### Roll your sleeves! Let us do some partial derivatives.

Posted August 14, 2020 by Gowri Shankar ‐ 3 min read

In this post, we shall explore a shallow neural network with a single hidden layer and the math behind back propagation algorithm, gradient descent

from IPython.display import Image


## Forward and Backpropagation Algorithm

An associated source code will be published shortly.

In this post, we shall explore a shallow Dense Neural Network(DNN) with

• an Input Layer
• a Single Hidden Layer and
• an Output Layer

The typical architecture of a feed forward network has the above units. Where

• $x$ is a vector that represents the input values,
• $\hat y$ is a vector that represents the predictions and
• $h$ is vector that represents the hidden layer, $h$ is a hyperparameter selected based on the context of the problem

Further to the above 3 parameters, connection weights $[W_1, W_2]$ and connection biases $[b_1, b_2]$ are the other matrices and vectors used in a DNN

## Architecture of a Shallow DNN

6 Inputs, 9 Hidden Nodes, 4 Outputs

display(Image("/kaggle/input/sample-images/shallow-dnn.png")) Following are the processes we shall cover in the quest of understanding a simple Neural Network architecture,

• Forward Propagation
• Cross Entropy Loss (covered in a separate post)
• Activation Functions
• Softmax
• ReLU
• Backpropagation
• Extraction of features of the hidden layer

From the above Diagram…

• There are 6 Inputs of dimension $(I \times 1)$ ie (6 X 1)
• There are 9 nodes in the Hidden Layer of dimension $(N \times 1)$ ie (9 X 1)
• There are 4 nodes in the Output Layer of dimension $(O \times 1)$ ie (4 X 1)

**Material**:
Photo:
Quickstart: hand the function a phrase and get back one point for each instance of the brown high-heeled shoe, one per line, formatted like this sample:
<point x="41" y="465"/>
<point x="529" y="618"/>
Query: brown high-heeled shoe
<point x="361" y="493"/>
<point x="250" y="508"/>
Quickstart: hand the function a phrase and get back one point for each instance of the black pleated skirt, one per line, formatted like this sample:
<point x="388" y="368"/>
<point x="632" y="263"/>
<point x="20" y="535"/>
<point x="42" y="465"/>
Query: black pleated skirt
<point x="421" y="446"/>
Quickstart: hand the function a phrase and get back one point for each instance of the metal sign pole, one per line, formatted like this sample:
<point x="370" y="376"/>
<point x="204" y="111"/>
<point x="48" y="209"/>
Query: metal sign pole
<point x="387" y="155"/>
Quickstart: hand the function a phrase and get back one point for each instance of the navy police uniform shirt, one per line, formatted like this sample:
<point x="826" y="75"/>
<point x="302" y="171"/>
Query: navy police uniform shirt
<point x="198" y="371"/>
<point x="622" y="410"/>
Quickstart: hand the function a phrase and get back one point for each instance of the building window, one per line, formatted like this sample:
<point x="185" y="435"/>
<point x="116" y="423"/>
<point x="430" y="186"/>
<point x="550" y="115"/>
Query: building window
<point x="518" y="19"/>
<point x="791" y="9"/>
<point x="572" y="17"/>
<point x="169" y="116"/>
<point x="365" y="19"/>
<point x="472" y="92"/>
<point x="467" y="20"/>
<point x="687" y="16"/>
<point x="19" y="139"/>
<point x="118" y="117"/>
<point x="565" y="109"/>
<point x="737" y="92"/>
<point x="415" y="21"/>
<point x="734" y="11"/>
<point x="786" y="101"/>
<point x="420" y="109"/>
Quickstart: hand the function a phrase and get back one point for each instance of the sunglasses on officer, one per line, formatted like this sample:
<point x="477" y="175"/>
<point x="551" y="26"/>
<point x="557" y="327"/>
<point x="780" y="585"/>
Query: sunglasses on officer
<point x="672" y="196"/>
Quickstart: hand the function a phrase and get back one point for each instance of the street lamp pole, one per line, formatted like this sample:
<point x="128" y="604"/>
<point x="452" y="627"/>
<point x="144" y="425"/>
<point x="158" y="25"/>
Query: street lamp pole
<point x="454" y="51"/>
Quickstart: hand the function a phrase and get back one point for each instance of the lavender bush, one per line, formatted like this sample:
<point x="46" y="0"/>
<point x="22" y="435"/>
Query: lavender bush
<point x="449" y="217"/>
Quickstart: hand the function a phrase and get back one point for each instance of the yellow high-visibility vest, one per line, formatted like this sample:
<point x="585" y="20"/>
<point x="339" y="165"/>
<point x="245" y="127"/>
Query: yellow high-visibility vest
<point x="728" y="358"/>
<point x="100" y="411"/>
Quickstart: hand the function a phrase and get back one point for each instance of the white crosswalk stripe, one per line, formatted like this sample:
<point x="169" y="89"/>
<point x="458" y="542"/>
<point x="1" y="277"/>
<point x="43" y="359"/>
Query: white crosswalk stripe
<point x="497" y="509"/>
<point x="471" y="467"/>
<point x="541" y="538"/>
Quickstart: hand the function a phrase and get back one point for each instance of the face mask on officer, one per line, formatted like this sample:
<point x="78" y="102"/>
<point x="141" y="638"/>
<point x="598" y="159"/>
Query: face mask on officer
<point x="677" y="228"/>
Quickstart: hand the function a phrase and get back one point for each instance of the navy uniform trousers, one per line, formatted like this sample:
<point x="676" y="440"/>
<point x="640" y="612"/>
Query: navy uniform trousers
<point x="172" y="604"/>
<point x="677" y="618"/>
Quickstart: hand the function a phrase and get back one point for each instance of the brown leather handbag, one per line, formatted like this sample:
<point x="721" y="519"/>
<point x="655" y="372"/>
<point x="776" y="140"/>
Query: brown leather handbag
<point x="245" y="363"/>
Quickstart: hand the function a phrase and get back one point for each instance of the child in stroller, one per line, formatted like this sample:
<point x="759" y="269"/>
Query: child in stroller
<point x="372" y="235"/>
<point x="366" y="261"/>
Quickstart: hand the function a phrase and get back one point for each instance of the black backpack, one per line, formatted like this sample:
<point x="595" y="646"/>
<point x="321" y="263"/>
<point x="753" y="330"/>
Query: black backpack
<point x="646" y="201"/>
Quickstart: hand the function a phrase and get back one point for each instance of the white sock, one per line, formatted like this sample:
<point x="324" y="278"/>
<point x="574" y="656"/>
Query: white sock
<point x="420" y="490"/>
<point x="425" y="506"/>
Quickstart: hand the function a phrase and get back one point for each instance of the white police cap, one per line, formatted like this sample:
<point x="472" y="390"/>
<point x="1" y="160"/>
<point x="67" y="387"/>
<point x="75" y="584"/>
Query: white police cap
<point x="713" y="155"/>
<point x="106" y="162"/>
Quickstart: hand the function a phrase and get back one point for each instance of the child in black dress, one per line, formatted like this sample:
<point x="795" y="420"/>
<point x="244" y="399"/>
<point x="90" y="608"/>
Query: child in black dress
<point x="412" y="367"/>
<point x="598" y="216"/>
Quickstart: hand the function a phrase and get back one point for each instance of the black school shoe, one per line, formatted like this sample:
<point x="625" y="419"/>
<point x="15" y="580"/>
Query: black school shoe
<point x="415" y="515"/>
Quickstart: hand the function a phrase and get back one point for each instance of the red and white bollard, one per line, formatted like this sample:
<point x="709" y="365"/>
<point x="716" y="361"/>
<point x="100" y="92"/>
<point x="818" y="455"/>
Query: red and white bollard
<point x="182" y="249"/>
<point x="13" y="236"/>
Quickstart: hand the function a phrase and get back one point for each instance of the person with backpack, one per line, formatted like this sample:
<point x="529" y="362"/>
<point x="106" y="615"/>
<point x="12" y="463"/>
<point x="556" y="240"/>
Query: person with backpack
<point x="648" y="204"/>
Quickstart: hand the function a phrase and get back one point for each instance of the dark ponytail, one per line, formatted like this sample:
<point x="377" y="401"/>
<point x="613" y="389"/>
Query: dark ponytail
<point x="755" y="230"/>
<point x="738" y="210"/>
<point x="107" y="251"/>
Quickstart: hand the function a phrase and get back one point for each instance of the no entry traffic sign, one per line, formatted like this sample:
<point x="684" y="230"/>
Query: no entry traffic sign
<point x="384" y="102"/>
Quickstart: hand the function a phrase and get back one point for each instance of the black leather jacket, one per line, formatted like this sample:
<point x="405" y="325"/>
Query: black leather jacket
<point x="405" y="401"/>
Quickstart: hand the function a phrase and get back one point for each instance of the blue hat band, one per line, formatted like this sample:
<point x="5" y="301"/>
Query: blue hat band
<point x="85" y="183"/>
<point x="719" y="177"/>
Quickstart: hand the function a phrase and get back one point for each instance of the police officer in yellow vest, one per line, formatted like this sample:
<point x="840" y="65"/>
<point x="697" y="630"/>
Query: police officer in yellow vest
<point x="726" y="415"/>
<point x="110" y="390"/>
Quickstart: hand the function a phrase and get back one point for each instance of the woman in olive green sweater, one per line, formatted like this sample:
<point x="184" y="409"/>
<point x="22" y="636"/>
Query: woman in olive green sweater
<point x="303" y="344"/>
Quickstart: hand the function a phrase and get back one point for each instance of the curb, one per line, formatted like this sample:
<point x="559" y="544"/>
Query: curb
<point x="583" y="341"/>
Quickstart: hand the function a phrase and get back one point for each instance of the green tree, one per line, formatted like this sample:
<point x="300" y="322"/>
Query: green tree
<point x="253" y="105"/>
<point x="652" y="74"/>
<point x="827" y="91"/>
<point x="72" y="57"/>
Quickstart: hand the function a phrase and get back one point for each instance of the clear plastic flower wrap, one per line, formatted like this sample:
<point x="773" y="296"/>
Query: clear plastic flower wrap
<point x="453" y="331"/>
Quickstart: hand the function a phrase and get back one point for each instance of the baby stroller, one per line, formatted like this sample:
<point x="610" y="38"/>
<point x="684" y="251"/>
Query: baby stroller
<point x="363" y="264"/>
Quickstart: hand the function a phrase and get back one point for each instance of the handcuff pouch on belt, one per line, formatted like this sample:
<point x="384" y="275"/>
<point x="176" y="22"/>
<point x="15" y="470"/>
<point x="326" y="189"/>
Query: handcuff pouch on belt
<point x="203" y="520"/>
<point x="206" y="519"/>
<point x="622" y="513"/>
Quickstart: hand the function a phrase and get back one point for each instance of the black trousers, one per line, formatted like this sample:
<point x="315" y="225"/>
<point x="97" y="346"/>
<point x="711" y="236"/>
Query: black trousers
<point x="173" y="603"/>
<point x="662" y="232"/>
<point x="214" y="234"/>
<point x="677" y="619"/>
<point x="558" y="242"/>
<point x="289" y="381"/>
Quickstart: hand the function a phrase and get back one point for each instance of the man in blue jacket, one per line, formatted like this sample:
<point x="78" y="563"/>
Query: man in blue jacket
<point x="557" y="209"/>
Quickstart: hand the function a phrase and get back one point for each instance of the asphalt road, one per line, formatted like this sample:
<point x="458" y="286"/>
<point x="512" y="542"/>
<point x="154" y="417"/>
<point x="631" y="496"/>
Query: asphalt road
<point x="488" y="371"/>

**Jobs**:
1. Return the part of the neural network post that opens with the words containing "Further to the" and closes with "a separate post)".
2. In the records, rename "asphalt road" to "paved street" in the part that opens with the line containing "blue jacket, one" and closes with the end of the records. Give back only those lines, with nothing else changed.

**Solution set**:
1.
Further to the above 3 parameters, connection weights $[W_1, W_2]$ and connection biases $[b_1, b_2]$ are the other matrices and vectors used in a DNN

## Architecture of a Shallow DNN

6 Inputs, 9 Hidden Nodes, 4 Outputs

display(Image("/kaggle/input/sample-images/shallow-dnn.png")) Following are the processes we shall cover in the quest of understanding a simple Neural Network architecture,

• Forward Propagation
• Cross Entropy Loss (covered in a separate post)

2.
Quickstart: hand the function a phrase and get back one point for each instance of the man in blue jacket, one per line, formatted like this sample:
<point x="78" y="563"/>
Query: man in blue jacket
<point x="557" y="209"/>
Quickstart: hand the function a phrase and get back one point for each instance of the paved street, one per line, formatted like this sample:
<point x="458" y="286"/>
<point x="512" y="542"/>
<point x="154" y="417"/>
<point x="631" y="496"/>
Query: paved street
<point x="488" y="371"/>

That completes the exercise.